WHAT YOU NEED TO DO ▸ Repeat exactly, and only, the lines from the one containing "of the sea?" through the end of the records.

GIVEN RECORDS ▸
------
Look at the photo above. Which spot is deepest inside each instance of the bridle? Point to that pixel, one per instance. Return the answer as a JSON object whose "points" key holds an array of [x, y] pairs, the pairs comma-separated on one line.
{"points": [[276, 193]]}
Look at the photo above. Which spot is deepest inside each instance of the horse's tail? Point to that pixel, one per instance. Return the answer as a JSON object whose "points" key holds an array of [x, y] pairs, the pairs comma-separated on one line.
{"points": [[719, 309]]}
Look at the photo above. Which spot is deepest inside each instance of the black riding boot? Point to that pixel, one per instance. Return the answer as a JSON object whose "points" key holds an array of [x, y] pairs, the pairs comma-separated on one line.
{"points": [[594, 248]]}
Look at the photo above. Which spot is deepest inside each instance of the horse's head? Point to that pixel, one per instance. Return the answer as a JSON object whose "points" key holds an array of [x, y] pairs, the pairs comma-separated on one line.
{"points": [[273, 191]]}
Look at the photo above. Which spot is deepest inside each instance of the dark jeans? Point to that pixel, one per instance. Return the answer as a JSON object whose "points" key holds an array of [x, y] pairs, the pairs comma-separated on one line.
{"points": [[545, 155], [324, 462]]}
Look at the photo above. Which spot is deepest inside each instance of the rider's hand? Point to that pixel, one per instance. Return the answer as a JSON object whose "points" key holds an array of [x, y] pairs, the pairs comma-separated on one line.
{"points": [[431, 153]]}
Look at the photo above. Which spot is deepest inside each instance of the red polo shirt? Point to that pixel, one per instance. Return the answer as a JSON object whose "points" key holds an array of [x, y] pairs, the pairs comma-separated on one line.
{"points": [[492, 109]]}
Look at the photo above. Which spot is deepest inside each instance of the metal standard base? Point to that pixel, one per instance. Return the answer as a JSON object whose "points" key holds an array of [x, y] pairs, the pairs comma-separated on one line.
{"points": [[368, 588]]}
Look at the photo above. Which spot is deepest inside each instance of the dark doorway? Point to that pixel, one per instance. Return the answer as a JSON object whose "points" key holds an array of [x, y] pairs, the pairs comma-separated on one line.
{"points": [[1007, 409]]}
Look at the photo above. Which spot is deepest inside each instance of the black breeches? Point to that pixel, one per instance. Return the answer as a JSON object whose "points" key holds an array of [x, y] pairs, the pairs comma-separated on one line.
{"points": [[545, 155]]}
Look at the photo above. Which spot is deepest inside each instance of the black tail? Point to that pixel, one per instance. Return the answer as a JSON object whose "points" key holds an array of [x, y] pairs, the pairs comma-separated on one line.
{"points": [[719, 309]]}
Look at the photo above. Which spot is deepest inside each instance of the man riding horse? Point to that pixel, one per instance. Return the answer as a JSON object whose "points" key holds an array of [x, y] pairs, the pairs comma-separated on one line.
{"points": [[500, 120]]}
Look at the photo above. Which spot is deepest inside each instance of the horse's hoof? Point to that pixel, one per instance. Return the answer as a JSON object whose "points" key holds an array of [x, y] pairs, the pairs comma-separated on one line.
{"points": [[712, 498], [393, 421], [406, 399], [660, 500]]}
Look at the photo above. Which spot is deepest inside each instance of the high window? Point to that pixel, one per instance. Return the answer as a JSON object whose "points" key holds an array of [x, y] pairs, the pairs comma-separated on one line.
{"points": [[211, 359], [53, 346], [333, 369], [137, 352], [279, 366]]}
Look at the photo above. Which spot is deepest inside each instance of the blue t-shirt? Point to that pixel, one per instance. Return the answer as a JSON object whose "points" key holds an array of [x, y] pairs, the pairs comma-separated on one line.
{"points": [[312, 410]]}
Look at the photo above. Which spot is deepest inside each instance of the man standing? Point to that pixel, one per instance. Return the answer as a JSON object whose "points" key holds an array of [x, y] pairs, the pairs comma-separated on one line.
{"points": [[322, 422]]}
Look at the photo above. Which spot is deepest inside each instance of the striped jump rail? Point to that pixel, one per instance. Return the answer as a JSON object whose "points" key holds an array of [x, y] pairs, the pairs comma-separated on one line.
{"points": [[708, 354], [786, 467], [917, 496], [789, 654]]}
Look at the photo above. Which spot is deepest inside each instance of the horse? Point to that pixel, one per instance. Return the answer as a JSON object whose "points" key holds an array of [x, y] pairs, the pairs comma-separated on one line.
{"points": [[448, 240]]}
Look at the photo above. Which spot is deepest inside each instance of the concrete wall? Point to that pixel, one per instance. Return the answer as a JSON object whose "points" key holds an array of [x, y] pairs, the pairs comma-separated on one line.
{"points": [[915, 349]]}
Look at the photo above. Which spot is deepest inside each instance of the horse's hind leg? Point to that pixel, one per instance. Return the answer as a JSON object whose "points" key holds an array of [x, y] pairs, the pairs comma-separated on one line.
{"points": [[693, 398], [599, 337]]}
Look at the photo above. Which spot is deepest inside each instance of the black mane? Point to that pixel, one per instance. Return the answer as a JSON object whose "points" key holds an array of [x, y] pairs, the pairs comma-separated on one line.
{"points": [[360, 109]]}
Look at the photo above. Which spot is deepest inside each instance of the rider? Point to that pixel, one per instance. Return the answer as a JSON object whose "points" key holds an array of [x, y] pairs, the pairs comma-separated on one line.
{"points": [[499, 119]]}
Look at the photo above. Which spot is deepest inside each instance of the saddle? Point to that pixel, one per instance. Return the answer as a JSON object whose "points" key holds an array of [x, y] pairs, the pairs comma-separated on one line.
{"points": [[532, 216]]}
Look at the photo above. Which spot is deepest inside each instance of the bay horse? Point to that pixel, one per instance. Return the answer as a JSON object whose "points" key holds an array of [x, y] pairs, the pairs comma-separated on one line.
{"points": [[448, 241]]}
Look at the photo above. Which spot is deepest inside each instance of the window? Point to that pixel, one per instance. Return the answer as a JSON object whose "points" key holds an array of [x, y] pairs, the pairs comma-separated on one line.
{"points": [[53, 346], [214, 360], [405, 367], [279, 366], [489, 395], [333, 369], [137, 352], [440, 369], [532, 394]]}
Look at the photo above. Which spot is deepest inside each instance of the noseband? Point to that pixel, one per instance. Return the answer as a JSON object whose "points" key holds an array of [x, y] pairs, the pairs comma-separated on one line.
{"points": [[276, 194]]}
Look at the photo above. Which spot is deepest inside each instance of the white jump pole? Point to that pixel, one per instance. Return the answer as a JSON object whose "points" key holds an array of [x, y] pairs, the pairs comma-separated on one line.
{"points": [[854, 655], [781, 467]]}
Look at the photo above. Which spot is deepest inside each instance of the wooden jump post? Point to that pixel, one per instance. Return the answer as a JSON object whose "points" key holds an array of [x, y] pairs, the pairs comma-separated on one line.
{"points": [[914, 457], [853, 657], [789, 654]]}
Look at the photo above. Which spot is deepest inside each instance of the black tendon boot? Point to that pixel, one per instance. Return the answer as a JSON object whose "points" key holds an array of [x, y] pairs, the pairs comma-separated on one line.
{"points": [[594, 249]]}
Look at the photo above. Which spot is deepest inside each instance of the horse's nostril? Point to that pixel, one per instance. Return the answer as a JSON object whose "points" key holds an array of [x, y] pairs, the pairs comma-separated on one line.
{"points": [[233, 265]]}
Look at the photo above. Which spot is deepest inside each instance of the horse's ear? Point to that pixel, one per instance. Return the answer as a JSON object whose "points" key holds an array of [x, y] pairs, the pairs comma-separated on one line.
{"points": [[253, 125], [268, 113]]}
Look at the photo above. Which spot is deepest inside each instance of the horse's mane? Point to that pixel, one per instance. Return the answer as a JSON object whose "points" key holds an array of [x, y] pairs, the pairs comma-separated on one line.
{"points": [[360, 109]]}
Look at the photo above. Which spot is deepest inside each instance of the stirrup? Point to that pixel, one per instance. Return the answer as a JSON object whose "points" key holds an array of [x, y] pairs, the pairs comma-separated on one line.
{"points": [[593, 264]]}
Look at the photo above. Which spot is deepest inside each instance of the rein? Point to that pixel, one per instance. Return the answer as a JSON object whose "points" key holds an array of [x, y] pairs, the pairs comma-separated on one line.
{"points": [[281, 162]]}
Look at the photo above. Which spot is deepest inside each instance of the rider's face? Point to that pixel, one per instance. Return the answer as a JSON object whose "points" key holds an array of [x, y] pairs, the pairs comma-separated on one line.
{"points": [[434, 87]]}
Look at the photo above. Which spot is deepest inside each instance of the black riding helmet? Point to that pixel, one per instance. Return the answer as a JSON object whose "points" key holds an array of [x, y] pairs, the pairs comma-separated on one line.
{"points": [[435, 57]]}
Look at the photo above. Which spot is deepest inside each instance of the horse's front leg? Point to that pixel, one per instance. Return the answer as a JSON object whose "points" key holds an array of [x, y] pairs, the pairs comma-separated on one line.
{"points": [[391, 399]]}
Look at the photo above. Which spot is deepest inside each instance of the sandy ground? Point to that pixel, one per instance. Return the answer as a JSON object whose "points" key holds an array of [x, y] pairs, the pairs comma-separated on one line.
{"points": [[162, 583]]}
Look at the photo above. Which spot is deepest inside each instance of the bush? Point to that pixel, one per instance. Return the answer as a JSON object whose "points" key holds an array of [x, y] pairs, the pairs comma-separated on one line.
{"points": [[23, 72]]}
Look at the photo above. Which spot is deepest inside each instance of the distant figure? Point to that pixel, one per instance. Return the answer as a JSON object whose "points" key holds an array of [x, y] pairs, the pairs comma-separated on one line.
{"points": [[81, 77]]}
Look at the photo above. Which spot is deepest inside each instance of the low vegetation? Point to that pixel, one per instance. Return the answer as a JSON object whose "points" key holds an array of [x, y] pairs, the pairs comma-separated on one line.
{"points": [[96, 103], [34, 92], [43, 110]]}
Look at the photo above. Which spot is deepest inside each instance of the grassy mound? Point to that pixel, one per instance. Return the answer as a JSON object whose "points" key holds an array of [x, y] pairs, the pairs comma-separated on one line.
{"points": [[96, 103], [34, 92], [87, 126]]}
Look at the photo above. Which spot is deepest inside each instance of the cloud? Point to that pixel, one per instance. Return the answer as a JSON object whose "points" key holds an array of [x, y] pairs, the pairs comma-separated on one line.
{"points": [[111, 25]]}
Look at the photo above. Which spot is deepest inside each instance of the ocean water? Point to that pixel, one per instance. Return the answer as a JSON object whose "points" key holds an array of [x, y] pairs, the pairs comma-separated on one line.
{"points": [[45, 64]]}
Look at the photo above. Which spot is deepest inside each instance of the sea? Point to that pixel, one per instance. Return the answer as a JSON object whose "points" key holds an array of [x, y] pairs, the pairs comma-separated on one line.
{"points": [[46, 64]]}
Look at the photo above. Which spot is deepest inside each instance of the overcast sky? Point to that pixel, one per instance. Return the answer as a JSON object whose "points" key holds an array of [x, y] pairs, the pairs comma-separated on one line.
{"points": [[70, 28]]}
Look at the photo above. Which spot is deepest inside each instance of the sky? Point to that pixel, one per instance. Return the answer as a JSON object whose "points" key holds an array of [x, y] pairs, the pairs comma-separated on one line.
------
THE SOLUTION ▸
Look at the photo above. Which spot is deepest inside each instance of the sea? Point to that pixel, one per instance. Return the answer as a JSON object whose "points" key holds an array of [x, y] pairs, the pairs comma-separated on one line.
{"points": [[46, 64]]}
Look at the photo above. Which spot is deepest inside each instance of the overcast sky? Point to that pixel, one per instance. Return the answer as a JSON object whose "points" key holds an array of [x, y] pairs, the pairs comma-separated on one line.
{"points": [[70, 28]]}
Look at the photo above. Which spot is deepest inside each instance of the sky? Point to that pixel, one per instance. Return the answer as a JSON object whose "points" key holds an array of [x, y] pairs, the pairs comma-separated on one line.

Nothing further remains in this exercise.